- **Assignment**: Every line below that contains "small" is to be copied.

Supplied records section start

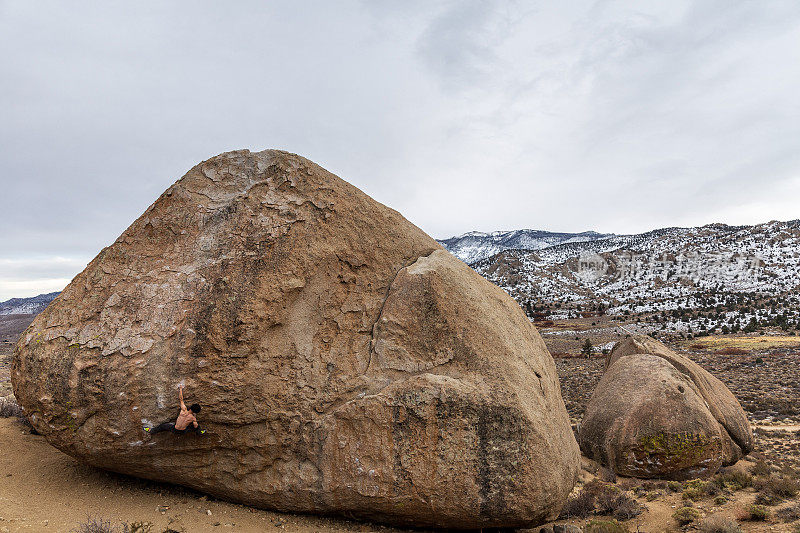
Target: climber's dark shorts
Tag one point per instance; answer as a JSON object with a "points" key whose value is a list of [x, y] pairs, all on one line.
{"points": [[170, 426]]}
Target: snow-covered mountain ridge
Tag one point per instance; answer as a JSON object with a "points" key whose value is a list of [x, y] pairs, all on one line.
{"points": [[27, 306], [657, 270], [475, 245]]}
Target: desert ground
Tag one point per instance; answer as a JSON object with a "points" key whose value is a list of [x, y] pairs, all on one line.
{"points": [[45, 490]]}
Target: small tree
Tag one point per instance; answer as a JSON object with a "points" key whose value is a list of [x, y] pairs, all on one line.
{"points": [[587, 348]]}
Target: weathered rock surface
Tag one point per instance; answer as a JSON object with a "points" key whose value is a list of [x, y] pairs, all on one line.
{"points": [[657, 414], [345, 362]]}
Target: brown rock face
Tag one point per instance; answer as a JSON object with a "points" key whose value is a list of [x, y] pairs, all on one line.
{"points": [[344, 361], [657, 414]]}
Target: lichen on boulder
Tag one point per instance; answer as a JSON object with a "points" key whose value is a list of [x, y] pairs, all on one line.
{"points": [[657, 414]]}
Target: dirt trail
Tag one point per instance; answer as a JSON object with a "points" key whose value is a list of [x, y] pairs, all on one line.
{"points": [[43, 490]]}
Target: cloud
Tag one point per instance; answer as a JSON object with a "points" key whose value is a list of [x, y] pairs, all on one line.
{"points": [[613, 116]]}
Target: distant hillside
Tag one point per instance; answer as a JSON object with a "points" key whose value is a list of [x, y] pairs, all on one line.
{"points": [[27, 306], [474, 246], [734, 273]]}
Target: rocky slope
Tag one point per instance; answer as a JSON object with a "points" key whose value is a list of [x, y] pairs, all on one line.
{"points": [[27, 306], [475, 245], [714, 267]]}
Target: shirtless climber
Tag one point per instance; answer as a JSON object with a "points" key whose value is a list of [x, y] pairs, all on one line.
{"points": [[185, 419]]}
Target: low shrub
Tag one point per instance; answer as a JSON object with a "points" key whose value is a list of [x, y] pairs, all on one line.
{"points": [[579, 506], [761, 468], [754, 513], [675, 486], [698, 489], [686, 515], [598, 497], [9, 408], [733, 479], [775, 489], [790, 513], [719, 524], [605, 526]]}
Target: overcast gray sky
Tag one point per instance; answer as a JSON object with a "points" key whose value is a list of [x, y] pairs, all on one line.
{"points": [[465, 115]]}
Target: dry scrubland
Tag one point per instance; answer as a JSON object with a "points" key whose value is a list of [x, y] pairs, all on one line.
{"points": [[45, 490]]}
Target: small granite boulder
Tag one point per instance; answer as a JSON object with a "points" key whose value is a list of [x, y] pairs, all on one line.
{"points": [[657, 414]]}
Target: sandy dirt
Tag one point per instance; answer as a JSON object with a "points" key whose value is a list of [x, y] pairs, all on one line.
{"points": [[43, 490]]}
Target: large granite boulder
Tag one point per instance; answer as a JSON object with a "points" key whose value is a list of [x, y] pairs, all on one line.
{"points": [[345, 362], [657, 414]]}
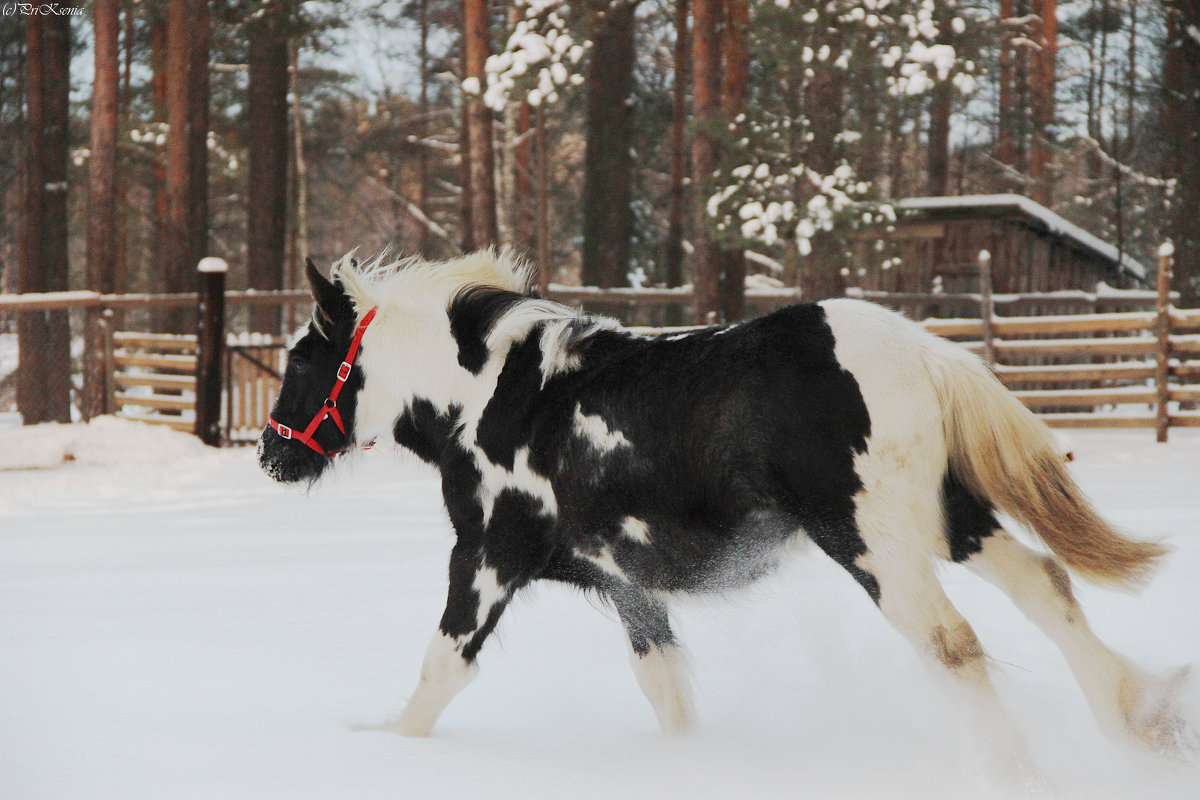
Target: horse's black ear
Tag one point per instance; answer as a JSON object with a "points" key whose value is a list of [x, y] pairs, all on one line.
{"points": [[328, 296]]}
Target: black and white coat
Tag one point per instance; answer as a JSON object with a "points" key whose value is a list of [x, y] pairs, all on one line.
{"points": [[642, 467]]}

Supplied records section end

- **Reply**:
Target: small tree
Target: small granite boulder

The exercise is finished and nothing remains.